Passage to read =
Why government must lead the migration to telecommuting

There is no doubt that the COVID-10 pandemic has changed the world in many ways. The biggest, it could be argued, is in the shift away from working in offices, and to working from home. Governments have encouraged this behaviour to help “flatten the curve”, as the theory goes that the less people interact in person with one another, the less chance the virus has to spread.

This ‘telecommuting’ has proved successful, too, and has become the norm for many organisations to the point where it’s likely to stay long after the pandemic is over.

Under these circumstances, and while the coronavirus still rages, government has the opportunity to not only adopt telecommuting for its own purposes, but lead the way.

Three main points underpin this assertion:

  1. It has the resources to do this
  2. There is a need for government services to be online and available 24/7
  3. Many government workers are knowledge workers

For those functions that don’t fall under ‘knowledge work’, smart digital tools can be deployed to bridge the gap between government and its various stakeholders.

Boxfusion has already deployed several of these – for example, our Smartgov for Citizens app – which are working incredibly well and delivering positive results.

To do =
[1] Answer these about the piece on government and telecommuting:
(a) What does the piece argue is the biggest change brought by the pandemic?
(b) How many main points underpin the claim that government should lead the way?
(c) Which Boxfusion app is given as an example?
[2] Retype everything in the piece on government and telecommuting from "1. It has the" down to "delivering positive results.".
The rows that follow have nothing to do with the piece on government and telecommuting.

Source data =
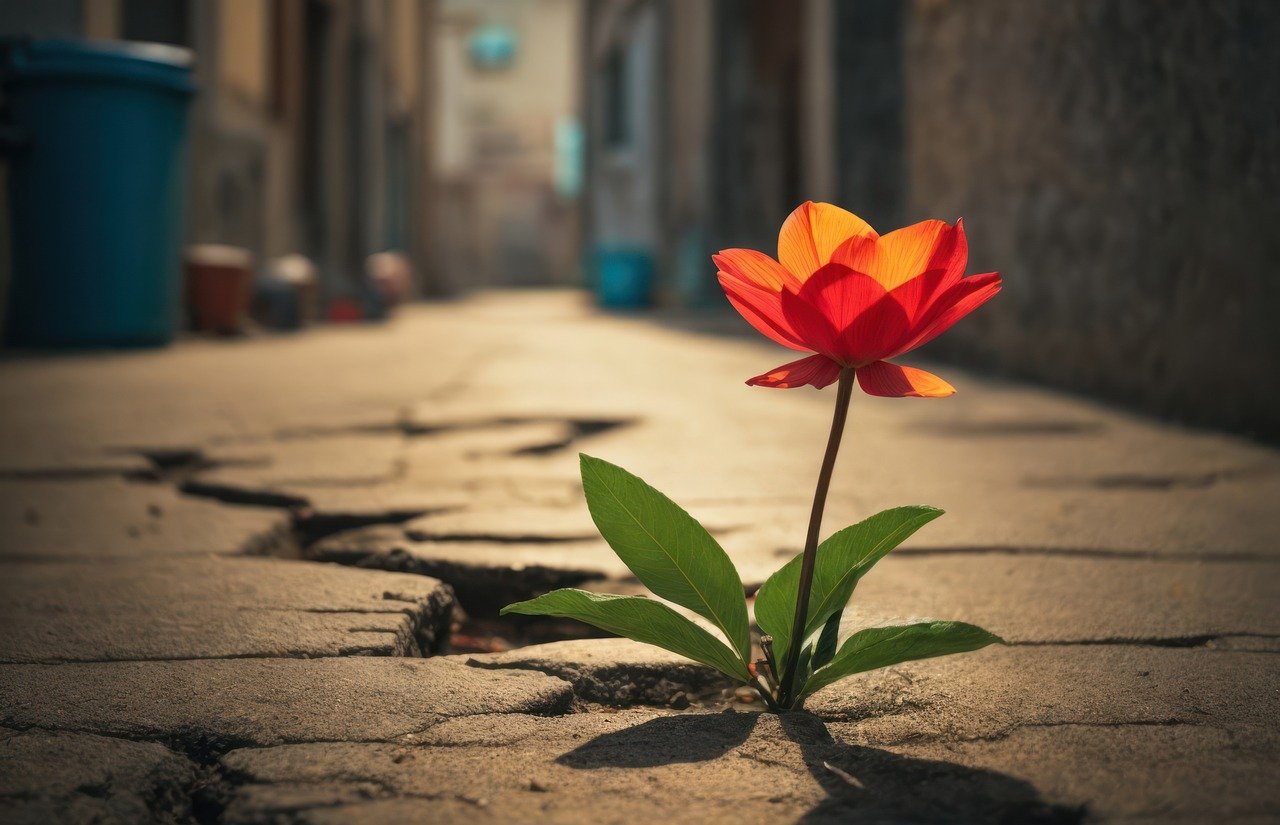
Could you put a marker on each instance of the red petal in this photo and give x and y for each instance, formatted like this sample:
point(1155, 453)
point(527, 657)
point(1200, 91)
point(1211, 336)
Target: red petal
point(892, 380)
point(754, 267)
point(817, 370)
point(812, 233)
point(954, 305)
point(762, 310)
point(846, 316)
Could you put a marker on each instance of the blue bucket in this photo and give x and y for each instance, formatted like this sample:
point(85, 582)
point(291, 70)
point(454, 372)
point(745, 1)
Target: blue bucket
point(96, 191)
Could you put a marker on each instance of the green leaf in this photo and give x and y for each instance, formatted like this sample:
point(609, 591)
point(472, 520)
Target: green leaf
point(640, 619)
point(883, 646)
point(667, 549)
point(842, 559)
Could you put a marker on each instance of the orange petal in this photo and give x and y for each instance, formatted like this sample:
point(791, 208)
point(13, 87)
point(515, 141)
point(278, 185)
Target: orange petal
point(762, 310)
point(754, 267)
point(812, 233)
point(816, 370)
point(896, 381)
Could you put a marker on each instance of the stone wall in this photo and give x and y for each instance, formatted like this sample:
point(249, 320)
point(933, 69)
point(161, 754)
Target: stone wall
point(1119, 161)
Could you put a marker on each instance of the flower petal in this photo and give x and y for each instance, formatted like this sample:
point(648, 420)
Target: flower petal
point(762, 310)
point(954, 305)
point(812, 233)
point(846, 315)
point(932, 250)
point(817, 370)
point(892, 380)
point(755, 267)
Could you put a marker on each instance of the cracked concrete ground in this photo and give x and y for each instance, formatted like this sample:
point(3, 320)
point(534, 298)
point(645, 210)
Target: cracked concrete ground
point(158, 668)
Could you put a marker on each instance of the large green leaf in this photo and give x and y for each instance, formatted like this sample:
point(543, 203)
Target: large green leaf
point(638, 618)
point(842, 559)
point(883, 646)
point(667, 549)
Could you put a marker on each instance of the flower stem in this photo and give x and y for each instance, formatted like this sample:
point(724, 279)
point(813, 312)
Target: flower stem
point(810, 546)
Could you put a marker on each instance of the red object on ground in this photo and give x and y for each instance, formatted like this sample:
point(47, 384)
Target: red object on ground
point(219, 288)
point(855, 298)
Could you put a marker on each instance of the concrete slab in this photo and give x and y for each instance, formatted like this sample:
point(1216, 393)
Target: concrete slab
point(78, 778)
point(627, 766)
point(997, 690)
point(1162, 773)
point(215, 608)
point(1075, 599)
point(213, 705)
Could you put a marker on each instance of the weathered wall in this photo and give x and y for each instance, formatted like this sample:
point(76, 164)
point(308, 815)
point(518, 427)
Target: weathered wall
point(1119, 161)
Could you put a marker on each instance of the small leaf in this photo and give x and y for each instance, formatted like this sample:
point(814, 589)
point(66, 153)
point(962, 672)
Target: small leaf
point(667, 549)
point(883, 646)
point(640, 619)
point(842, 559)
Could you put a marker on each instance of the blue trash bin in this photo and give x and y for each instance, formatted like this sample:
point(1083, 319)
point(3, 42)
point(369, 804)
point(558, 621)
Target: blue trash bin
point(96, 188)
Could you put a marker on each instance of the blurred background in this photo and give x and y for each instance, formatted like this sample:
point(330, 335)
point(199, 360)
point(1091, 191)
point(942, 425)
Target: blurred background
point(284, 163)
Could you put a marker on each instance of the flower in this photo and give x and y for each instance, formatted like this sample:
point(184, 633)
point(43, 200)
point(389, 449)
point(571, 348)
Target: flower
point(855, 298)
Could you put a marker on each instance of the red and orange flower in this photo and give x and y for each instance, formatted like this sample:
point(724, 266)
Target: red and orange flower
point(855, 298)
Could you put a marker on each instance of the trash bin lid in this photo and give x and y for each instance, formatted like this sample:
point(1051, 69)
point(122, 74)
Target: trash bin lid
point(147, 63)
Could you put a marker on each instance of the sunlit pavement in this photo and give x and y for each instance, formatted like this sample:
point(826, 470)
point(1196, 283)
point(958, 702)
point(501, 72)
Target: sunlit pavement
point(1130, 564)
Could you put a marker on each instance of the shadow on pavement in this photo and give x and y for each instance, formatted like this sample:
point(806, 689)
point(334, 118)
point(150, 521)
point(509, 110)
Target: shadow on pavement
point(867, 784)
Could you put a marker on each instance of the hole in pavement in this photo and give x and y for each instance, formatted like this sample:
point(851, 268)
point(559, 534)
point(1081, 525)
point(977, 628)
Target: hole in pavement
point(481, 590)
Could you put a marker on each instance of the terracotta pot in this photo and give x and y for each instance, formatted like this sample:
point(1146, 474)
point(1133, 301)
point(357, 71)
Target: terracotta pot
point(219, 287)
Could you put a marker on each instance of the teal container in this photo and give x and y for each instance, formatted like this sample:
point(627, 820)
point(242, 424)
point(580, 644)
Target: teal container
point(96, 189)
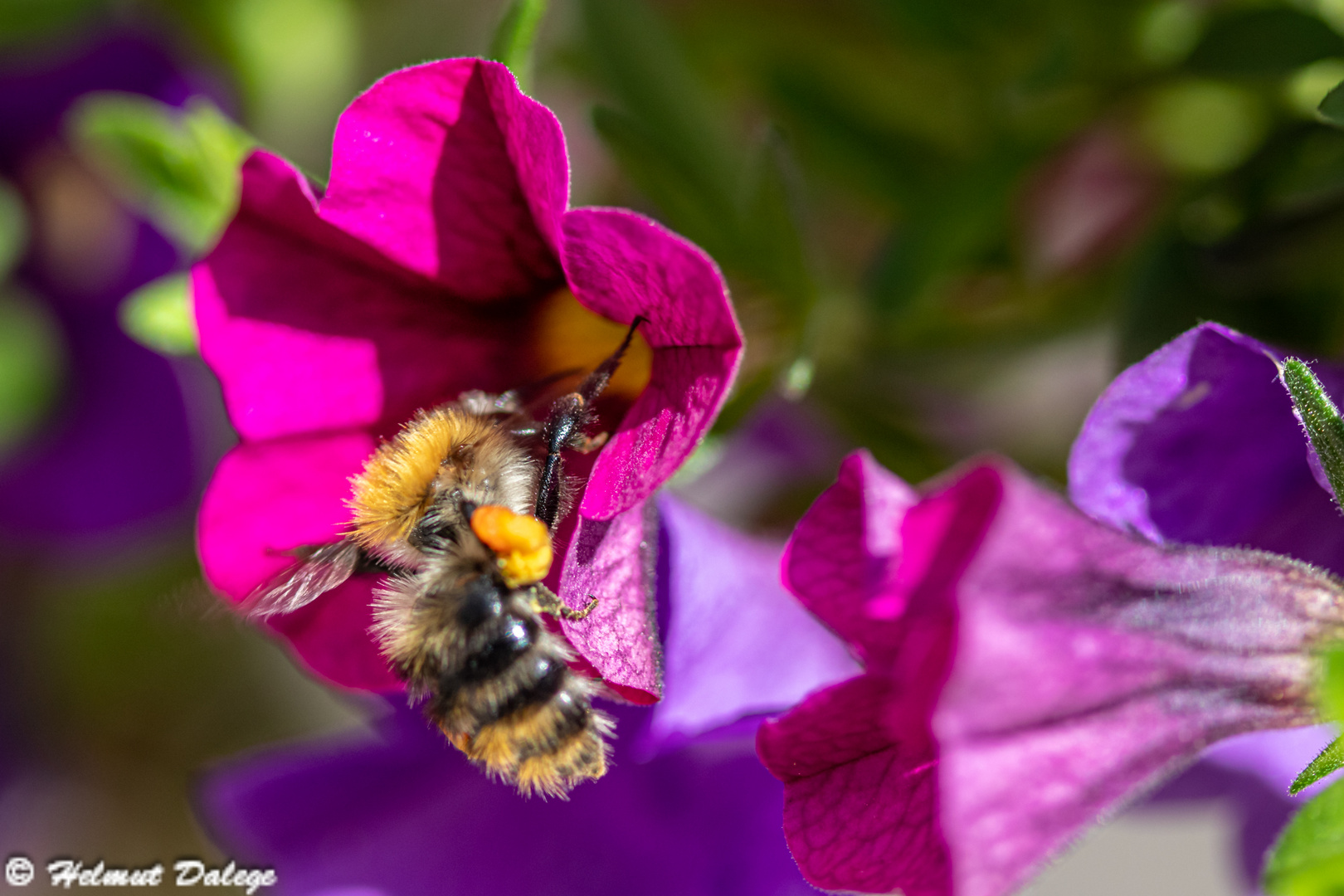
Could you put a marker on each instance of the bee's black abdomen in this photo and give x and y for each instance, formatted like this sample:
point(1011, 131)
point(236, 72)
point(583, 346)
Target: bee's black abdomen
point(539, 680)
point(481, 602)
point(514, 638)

* * *

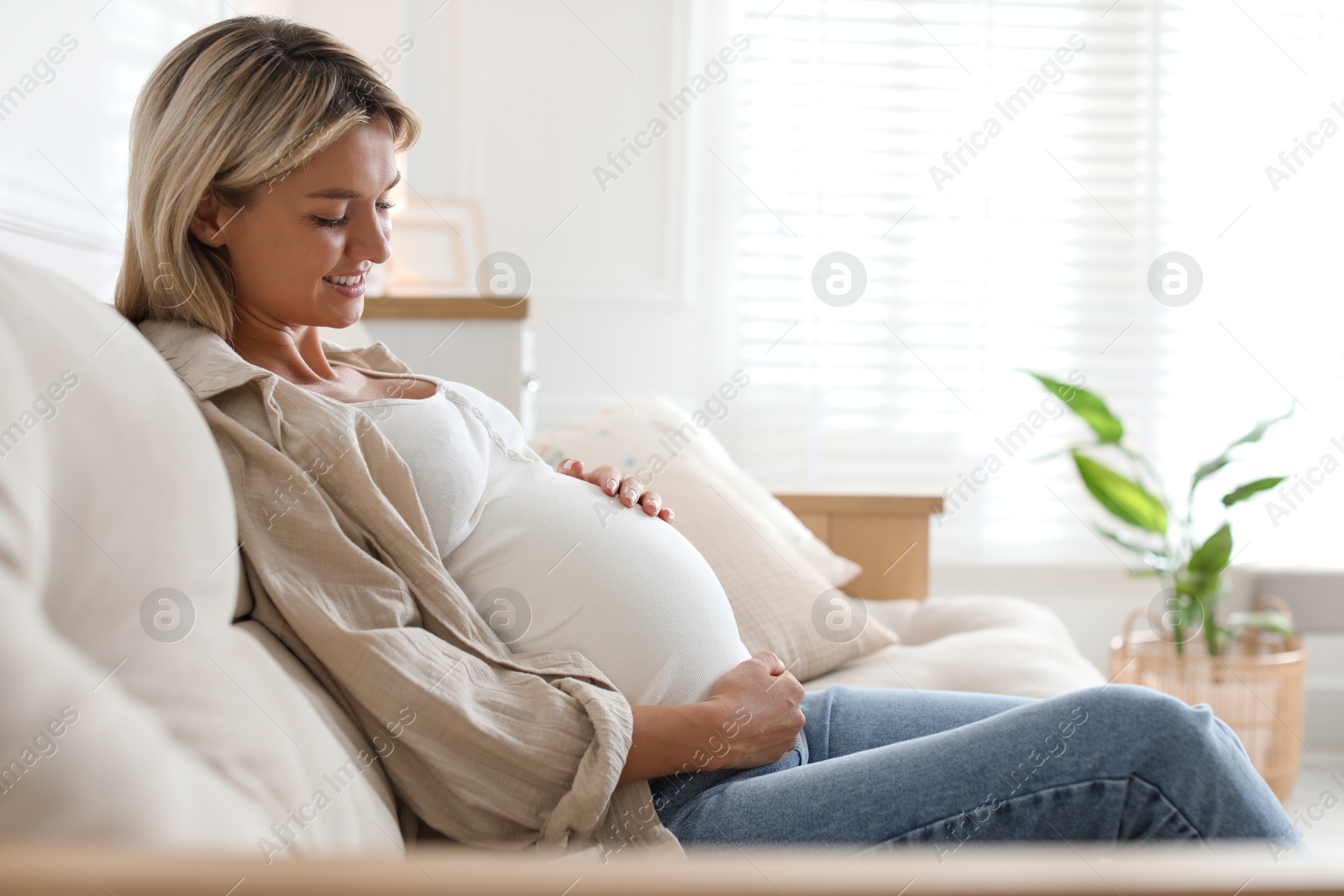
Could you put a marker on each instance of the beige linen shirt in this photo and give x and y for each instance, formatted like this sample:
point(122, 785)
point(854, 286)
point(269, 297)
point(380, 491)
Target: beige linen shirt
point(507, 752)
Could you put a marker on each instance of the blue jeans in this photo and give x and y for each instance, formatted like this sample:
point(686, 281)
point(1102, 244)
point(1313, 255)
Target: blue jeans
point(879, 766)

Exercise results =
[1]
(a) The shift away from working in offices to working from home.
(b) Three.
(c) The Smartgov for Citizens app.

[2]
1. It has the resources to do this
  2. There is a need for government services to be online and available 24/7
  3. Many government workers are knowledge workers

For those functions that don’t fall under ‘knowledge work’, smart digital tools can be deployed to bridge the gap between government and its various stakeholders.

Boxfusion has already deployed several of these – for example, our Smartgov for Citizens app – which are working incredibly well and delivering positive results.